**EXERCISE MATERIAL:**
==============================
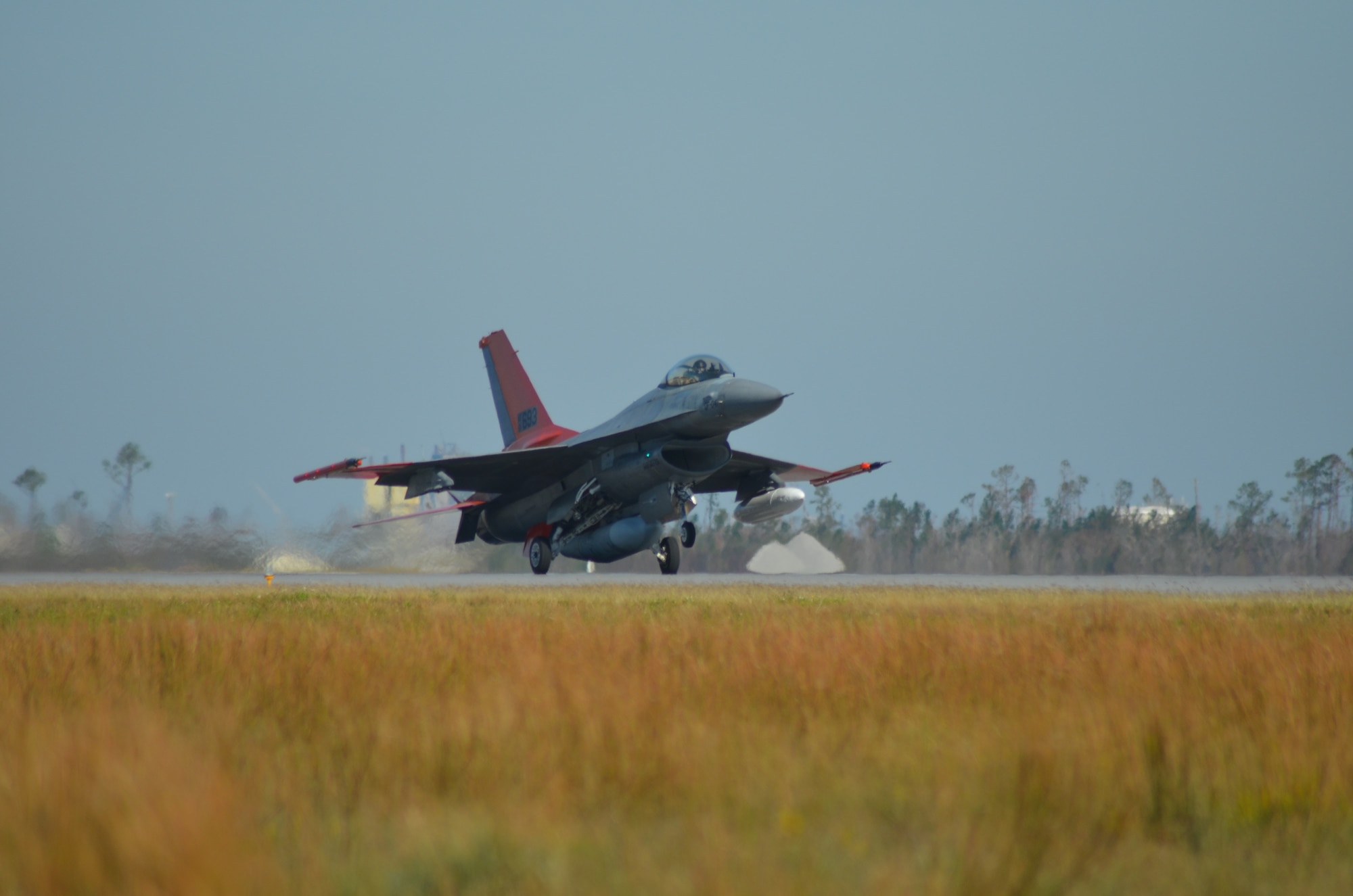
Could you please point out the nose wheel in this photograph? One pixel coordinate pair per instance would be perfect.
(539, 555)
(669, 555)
==============================
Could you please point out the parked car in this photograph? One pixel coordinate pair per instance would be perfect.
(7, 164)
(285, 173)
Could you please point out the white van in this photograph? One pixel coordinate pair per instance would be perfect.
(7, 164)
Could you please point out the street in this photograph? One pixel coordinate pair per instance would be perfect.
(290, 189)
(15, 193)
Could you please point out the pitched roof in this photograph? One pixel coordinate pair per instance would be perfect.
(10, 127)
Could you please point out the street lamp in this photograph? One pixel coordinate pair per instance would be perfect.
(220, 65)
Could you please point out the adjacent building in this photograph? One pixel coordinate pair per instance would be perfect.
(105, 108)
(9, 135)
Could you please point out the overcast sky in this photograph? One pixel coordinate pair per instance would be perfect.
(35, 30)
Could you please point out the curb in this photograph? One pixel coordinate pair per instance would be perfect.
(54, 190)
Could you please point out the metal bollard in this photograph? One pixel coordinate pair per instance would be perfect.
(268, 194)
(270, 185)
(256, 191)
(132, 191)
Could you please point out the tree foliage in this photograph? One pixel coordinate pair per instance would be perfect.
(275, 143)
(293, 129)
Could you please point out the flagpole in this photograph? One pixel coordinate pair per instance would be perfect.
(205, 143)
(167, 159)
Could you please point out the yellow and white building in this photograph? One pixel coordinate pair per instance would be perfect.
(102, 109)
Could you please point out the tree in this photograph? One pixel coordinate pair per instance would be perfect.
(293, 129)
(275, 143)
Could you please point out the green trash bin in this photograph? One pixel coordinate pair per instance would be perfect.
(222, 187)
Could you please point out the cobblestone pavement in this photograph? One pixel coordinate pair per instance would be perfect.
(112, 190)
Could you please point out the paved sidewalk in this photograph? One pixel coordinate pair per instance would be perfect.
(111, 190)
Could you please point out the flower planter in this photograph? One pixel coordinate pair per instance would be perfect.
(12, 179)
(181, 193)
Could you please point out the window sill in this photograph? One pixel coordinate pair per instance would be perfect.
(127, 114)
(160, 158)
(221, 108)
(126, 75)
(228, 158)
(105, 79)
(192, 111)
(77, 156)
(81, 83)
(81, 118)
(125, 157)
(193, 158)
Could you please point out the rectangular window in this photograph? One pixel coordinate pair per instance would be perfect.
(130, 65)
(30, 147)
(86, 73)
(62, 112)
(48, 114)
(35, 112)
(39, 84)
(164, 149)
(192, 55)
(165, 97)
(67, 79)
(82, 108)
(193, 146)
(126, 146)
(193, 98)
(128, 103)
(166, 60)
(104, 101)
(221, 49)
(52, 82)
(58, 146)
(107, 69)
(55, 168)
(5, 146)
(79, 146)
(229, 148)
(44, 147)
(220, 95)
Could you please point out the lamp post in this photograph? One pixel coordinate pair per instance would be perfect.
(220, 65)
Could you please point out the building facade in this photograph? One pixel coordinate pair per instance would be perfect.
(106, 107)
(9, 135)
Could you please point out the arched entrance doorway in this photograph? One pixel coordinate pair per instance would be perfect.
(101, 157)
==============================
**WHAT THE TASK REQUIRES:**
Identify every line in the records above that contains the string "white" and copy each of those lines.

**TASK OUTPUT:**
Could you please point out the white van in this photograph? One pixel coordinate pair per instance would be perfect.
Could you please point out the yellow and white building in this photograph? One pixel coordinate pair per instance would be perfect.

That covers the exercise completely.